--- Problem statement ---
Word for word, repeat every record.

--- Supplied records ---
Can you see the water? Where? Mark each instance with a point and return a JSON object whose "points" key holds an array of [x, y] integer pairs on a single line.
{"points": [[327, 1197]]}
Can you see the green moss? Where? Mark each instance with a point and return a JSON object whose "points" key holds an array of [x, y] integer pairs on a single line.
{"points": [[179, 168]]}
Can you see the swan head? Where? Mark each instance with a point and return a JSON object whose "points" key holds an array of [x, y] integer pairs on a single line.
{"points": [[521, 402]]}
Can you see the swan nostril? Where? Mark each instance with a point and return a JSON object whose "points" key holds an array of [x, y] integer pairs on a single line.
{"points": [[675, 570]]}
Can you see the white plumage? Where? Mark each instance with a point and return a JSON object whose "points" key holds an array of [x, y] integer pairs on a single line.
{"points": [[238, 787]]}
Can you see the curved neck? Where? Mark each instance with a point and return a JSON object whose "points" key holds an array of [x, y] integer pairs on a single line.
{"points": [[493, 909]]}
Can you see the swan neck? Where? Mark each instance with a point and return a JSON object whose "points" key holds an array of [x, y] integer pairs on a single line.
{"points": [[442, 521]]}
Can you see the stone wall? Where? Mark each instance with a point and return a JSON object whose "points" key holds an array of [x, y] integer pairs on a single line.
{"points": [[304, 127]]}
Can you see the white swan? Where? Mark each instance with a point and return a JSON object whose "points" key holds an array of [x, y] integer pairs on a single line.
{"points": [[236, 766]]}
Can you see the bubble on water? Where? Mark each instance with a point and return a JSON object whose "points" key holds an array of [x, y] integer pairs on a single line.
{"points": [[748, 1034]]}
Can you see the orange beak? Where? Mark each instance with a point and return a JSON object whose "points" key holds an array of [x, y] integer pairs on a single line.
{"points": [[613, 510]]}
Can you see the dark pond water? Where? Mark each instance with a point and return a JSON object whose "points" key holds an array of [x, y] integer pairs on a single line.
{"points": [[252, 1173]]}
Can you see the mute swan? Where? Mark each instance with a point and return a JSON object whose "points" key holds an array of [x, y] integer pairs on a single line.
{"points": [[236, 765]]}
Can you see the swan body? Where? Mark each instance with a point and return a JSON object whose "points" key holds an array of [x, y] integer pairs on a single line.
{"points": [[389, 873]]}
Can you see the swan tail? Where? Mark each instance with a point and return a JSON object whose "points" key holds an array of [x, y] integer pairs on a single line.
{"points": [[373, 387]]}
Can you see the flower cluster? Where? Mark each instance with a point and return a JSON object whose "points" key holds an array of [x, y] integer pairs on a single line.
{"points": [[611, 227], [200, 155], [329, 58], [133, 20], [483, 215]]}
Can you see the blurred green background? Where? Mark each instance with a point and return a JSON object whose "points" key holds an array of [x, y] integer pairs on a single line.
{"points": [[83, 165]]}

--- Exercise output ---
Can you see the water? Where? Mark each instance with a point and return a JSON object whose "points" key holds an array of [x, y] integer pairs on a single line.
{"points": [[327, 1197]]}
Can you see the green moss? Where? Mark each instance with a point and return a JSON object whose "points" key holds an array of [x, y] integer pairs on a single line.
{"points": [[179, 168]]}
Can you see the swan head? Where? Mark each instance with a point and return a JSON object whose "points" key holds an array of [x, y] integer pairs on a single line.
{"points": [[521, 402]]}
Can you see the swan nostril? Where? Mark each instance with a point and return a JSON object whose "points" key holds an array of [x, y] integer pairs on a single line.
{"points": [[675, 570]]}
Can you see the white plumage? Where? Mark each instance with a point and return a JSON object whose "points" key holds an array of [x, y] integer pairs on a single line.
{"points": [[238, 787]]}
Can you see the curved neck? Where? Mark each instance with a point and return a JSON object whose "points" key holds an array of [x, y] integer pairs on a single line.
{"points": [[493, 909]]}
Can you see the swan neck? Where? Mark each instance with a point and return a JSON object whose "points" key holds an array of [x, y] integer pairs on a single line.
{"points": [[442, 521]]}
Can you see the stone wall? Where? Mark each instance with a point and return a JSON object whose "points" key holds an array of [x, y] integer pairs on a single line.
{"points": [[304, 127]]}
Can you see the white swan? Where? Mark each instance with a point and return a JSON object whose "points" key holds an array of [x, y] integer pairs on a single line.
{"points": [[236, 766]]}
Can you see the bubble on water? Where? Mark each instance with a point and return a JSON object whose "points" key holds an array of [x, y] integer pairs on a single line.
{"points": [[748, 1034]]}
Can you see the orange beak? Where? Mark each instance with a point and return a JSON object whose "points" key holds an array of [x, y] integer pairs on a single line.
{"points": [[613, 510]]}
Can you see the dark pond water? Where? Mark each instance with a point and return a JSON object whose "points" key holds an array of [x, y] integer pairs on a single line.
{"points": [[252, 1173]]}
Can you see the mute swan? Where? Mark each instance with a point and return a JSON object whose "points" key holds an array of [x, y] integer pairs on a single line.
{"points": [[236, 765]]}
Can you see the swan body? Where? Mark each instance with a point and return a JSON object whose "points" key holds an array of [x, y] integer pairs on a single line.
{"points": [[389, 873]]}
Can you see the swan tail? Where? Mark each instance with a point and return a JSON object whose "points" key holds an array of [x, y] integer pairs on a single line.
{"points": [[373, 387]]}
Can you see the flower cluster? Where? Mark each instance with a point and return a JSON object whose "points" key holds an array of [x, y] integer pairs on a single line.
{"points": [[611, 227], [200, 155], [329, 58], [133, 20], [483, 215]]}
Can you see the blurred green background? Where? Mark each instance with a point and return a JSON object whose "points" key holds an array of [x, y] integer pairs on a single line.
{"points": [[83, 165]]}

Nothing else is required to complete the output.